● Work to be completed: All entries must be given again exactly as written.

● Excerpted data:
==*==

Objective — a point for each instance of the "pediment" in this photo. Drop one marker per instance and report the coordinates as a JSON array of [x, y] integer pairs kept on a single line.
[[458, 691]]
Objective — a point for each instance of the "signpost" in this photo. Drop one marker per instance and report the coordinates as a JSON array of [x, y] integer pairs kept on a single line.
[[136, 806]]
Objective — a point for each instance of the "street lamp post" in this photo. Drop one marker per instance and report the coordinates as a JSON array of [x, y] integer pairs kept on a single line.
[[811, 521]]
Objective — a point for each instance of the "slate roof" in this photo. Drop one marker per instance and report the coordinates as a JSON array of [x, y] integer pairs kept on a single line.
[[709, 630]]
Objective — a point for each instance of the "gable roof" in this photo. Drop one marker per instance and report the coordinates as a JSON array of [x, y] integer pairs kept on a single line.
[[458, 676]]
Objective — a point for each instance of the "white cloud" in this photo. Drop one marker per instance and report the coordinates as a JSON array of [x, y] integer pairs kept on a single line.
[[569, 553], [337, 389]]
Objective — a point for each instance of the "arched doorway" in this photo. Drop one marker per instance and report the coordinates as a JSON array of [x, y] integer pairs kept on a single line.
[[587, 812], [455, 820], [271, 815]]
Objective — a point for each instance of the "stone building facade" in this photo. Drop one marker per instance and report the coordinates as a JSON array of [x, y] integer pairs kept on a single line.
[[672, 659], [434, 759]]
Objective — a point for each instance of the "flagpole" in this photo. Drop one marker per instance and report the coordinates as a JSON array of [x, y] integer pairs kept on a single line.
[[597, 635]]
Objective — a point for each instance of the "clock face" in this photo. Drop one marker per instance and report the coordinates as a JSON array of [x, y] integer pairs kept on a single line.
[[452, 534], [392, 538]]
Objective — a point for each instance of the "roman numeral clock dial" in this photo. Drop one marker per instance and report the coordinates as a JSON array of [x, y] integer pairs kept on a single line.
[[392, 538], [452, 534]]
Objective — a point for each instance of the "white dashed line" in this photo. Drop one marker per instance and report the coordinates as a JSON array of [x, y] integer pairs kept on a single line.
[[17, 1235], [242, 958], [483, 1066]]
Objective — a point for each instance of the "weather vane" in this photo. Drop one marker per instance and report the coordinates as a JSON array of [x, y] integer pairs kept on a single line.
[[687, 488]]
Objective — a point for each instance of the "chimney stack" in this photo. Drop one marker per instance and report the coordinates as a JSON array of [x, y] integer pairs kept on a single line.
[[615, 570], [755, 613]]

==*==

● Response area:
Objective — a point for each instance of the "pediment" in this photo. Drop one marker per instance and report the coordinates as a JSON array of [x, y] integer pairs kept on a single line.
[[458, 691]]
Objective — a point for each instance of the "signpost" in this photo. Drop one marker per instance and report the coordinates as a JSON array of [x, y] integer pairs kept on a single line.
[[136, 806]]
Objective — a point for each instance of the "street lamp post" in this photo. Drop one marker per instance and report the coordinates as a JSON array of [x, y] integer pairs kept on a single line.
[[811, 521]]
Objective — a point for each instance of the "slate roof" in this photo. Drop one marker per instance and report the coordinates as a JSON array of [x, y] integer pairs kept on a single line.
[[709, 630]]
Objective — a point for each instance of the "gable roof" in this photo. Drop one marker per instance and report the coordinates as a JSON array of [x, y] integer pairs kept on a single line.
[[458, 676]]
Objective — a point for each instance of the "white cloud" in this photo. Drop one marker per instance and report the coordinates as a JSON array of [x, y] integer pairs kept on a single line.
[[569, 553], [337, 389]]
Objective — a point for each instance of the "arched doorway" in this photo. Drop one marker per instance and report the coordinates as a JSON array of [x, y] integer pairs kept on a single line.
[[587, 812], [455, 820], [271, 815]]
Objective — a point for each instance of the "stone building facade" in this photo. Drop one marker per instance and report the coordinates as a JSON array of [x, y] integer pairs kept on a single line.
[[672, 659], [434, 759]]
Objective — a point for each instance of the "flagpole" in this photo. Drop one marker per instance and report the coordinates as a JSON array of [x, y] integer pairs kept on a single line.
[[597, 635]]
Objective — a point for each instance of the "clock face" in this photo. Drop one marker per instance and report the coordinates as a JSON array of [x, y] integer pairs kept on a single line.
[[452, 534], [392, 538]]
Objective — a point for each instance of the "roman numeral clock dial" in this photo. Drop one marker per instance and report the coordinates as a JSON array of [x, y] integer pairs kept on a single line.
[[392, 538], [452, 534]]
Objective — a point for each instance of the "white dashed line" in this photo. Drop one marker per instance and report the coordinates as a JSON array of [x, y] integer pairs kept on a single line.
[[17, 1235], [242, 958], [483, 1066]]
Objective — a point for each instance of the "weather vane" in this photo. Drop one marker per instance and report the coordinates as a JSON array of [x, y] integer pairs kept on a single line.
[[687, 488]]
Objective — a point for each instance of the "chimney stack" in this photo. Drop one marker per instance and report the coordinates as a JSON array of [x, y] integer pairs kept on a single line.
[[615, 570], [755, 613]]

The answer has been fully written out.